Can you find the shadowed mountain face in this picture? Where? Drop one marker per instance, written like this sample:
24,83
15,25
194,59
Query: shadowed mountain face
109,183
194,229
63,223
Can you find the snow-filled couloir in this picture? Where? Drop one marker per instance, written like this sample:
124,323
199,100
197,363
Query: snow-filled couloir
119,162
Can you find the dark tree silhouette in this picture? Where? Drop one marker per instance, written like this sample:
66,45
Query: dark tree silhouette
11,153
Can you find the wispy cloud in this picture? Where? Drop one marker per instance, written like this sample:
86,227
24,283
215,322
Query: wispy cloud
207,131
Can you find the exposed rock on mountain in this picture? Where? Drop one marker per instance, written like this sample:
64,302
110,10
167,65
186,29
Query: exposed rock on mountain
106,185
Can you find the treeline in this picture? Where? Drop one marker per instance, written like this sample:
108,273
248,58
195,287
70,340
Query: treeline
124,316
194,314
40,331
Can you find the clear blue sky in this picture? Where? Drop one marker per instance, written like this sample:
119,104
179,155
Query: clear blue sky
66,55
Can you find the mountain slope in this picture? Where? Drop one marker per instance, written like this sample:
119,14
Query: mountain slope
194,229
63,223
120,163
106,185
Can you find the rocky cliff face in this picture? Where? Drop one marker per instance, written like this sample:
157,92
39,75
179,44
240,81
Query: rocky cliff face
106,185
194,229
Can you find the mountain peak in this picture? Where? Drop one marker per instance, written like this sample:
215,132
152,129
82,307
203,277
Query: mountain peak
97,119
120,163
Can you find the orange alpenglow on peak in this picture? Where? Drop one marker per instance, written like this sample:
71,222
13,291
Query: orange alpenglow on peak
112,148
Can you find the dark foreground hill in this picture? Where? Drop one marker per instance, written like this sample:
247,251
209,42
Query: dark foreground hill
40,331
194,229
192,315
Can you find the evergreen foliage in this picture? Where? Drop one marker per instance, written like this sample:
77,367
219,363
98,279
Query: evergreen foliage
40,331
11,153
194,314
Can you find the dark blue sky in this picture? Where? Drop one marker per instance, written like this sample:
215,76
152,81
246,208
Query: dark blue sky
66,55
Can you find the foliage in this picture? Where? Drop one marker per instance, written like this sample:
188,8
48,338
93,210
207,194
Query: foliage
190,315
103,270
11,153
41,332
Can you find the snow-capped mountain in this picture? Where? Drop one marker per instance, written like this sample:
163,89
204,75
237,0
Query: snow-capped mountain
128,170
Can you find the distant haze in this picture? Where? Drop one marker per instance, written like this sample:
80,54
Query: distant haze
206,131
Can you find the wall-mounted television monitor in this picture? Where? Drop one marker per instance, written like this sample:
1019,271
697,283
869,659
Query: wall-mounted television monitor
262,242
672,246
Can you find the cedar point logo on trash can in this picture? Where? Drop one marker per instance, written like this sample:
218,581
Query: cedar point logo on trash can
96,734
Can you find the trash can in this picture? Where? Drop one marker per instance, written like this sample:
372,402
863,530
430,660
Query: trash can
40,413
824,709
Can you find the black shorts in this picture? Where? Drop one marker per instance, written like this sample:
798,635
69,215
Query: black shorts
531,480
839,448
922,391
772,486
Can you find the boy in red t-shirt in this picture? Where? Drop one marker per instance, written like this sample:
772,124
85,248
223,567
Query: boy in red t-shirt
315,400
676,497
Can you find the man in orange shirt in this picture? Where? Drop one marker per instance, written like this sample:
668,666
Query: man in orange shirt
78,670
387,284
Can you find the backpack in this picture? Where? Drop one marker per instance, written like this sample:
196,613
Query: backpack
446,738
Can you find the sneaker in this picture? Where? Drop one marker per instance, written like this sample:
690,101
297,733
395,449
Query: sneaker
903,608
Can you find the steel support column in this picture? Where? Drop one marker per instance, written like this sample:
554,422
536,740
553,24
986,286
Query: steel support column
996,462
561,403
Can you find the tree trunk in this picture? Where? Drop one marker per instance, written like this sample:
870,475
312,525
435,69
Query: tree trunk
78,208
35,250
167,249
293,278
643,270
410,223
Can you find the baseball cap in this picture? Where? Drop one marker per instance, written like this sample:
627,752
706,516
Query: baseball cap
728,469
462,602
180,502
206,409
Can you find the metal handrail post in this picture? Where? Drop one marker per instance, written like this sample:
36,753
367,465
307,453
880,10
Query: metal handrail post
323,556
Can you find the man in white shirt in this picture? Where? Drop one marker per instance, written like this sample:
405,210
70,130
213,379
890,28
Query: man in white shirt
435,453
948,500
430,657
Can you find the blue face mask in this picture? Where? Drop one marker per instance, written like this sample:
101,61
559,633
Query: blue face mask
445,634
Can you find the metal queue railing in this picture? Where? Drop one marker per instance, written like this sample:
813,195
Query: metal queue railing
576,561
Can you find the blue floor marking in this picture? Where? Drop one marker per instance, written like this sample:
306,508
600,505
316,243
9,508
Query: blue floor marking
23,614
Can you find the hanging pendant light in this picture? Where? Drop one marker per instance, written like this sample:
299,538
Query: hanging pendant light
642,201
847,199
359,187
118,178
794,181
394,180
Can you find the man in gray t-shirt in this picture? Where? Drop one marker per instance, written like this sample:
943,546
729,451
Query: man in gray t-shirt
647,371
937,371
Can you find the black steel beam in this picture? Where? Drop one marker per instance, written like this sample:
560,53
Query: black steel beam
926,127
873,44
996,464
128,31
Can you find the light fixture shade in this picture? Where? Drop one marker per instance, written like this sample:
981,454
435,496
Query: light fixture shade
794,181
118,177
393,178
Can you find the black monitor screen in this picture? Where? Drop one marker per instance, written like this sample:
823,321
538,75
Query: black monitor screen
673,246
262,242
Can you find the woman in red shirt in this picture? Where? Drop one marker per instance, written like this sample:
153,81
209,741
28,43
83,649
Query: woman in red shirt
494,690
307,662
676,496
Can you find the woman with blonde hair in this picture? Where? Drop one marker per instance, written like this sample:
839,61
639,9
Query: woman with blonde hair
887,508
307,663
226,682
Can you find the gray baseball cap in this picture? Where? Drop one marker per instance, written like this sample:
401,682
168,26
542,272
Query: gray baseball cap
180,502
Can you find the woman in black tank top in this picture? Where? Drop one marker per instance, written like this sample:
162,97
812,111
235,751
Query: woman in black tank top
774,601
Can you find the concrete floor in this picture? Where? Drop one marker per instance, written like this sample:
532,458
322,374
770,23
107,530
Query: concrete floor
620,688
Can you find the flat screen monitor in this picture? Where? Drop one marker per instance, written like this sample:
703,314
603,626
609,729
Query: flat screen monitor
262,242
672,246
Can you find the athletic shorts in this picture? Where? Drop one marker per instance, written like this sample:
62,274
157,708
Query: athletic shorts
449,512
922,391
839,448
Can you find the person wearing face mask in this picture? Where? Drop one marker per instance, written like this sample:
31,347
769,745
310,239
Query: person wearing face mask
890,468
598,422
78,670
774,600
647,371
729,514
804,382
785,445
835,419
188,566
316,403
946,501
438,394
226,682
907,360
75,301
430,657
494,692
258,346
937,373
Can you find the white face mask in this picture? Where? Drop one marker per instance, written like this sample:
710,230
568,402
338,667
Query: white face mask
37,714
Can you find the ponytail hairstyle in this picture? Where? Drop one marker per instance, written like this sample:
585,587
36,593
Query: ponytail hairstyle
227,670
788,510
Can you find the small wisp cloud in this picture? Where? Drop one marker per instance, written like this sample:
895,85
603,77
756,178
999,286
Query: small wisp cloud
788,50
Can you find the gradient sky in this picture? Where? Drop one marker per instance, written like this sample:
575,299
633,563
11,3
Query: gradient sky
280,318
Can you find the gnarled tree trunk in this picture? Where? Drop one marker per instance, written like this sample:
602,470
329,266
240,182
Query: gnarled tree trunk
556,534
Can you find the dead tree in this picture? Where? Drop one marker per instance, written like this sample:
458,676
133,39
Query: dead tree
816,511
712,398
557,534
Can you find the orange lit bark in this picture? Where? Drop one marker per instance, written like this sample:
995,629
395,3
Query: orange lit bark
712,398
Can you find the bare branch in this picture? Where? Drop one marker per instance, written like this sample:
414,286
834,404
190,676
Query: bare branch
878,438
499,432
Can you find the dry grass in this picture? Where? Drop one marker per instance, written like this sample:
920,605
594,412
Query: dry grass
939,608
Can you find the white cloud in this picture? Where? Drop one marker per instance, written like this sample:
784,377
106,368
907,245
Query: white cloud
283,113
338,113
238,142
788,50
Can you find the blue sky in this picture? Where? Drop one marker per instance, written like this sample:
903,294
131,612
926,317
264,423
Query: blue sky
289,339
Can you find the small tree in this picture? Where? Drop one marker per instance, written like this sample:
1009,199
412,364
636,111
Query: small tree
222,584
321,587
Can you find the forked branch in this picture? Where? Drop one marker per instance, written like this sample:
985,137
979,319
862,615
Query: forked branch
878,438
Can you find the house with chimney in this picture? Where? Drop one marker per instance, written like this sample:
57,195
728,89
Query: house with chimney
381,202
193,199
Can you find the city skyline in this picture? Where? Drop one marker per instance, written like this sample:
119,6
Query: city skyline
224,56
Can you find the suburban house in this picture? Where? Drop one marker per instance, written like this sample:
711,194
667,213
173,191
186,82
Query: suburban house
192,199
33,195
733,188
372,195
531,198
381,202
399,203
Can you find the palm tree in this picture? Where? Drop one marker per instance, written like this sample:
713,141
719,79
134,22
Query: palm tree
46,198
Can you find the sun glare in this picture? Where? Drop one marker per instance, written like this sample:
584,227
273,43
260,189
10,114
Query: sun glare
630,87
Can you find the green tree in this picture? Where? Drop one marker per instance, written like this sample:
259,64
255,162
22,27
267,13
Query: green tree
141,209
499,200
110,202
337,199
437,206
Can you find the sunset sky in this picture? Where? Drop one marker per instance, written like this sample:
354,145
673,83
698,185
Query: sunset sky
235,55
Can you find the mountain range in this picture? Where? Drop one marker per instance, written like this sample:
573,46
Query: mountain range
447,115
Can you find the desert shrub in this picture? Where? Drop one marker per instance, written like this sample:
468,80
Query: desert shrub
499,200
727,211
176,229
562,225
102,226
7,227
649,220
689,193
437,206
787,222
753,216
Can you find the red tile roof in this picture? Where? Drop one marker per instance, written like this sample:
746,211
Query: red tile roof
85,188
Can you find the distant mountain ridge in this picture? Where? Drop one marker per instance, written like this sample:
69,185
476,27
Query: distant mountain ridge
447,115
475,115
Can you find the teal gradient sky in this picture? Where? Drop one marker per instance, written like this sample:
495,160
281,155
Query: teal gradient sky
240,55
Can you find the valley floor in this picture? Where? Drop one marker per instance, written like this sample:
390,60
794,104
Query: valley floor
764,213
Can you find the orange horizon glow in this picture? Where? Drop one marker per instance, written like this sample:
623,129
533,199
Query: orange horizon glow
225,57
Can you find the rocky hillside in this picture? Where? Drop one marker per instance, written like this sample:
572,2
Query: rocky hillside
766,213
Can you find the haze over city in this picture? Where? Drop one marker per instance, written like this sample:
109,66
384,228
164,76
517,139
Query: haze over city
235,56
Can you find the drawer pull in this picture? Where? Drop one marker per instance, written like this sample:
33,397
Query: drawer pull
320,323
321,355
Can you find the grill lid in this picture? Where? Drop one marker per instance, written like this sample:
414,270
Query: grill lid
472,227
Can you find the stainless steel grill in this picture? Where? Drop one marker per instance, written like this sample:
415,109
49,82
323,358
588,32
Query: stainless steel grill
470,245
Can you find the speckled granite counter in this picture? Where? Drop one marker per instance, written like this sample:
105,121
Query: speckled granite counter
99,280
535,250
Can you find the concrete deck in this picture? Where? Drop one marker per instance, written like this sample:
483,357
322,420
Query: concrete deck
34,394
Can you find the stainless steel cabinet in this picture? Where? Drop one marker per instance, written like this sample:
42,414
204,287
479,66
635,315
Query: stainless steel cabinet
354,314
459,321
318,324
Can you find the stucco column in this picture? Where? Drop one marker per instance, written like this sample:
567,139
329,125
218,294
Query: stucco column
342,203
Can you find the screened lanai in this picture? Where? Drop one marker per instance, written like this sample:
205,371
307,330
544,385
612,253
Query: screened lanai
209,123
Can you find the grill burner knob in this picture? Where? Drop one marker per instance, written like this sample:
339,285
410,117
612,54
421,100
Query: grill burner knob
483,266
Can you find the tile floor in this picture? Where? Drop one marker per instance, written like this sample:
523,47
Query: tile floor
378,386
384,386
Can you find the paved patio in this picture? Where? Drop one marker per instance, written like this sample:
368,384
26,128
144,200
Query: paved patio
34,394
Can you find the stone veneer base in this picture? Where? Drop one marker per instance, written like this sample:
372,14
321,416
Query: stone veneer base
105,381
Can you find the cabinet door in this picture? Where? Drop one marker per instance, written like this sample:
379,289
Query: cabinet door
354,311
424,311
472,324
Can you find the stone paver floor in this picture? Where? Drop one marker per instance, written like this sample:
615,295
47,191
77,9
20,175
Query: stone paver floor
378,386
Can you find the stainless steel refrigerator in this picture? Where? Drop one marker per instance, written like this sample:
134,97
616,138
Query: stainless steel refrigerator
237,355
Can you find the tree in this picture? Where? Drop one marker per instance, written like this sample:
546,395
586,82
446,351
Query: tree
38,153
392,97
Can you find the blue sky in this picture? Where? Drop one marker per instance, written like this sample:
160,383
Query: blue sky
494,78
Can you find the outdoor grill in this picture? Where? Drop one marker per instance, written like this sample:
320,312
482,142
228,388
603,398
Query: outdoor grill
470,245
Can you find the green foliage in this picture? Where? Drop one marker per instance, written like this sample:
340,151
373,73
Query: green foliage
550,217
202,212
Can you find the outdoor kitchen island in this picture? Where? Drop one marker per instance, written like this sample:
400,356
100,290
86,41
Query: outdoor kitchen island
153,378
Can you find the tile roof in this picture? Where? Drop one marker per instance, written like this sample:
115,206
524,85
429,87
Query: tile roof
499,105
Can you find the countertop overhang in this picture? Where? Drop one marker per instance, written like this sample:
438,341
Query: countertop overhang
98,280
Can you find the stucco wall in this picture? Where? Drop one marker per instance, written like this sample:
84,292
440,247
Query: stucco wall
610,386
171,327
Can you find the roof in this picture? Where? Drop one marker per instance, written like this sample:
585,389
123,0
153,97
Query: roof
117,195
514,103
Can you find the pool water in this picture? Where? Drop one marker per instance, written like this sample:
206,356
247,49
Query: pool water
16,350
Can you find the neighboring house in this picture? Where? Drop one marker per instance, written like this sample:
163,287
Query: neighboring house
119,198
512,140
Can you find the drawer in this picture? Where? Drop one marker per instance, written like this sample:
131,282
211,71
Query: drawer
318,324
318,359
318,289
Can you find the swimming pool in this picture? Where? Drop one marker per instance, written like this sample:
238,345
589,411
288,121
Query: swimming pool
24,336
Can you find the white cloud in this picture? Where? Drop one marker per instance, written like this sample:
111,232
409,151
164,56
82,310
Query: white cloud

**Stated exercise**
Copy out, without changes, every line of the data from the line containing "Can you find the swimming" through the final line of the data, inclusive.

**Result of the task**
Can you find the swimming pool in this picture? Where? Drop one marker per instance, written like this sample:
238,345
589,411
288,121
Query: swimming pool
24,336
Can you find the white cloud in this picture? Where? Drop one marker per instance, written like this sample:
111,232
409,151
164,56
82,310
Query: white cloud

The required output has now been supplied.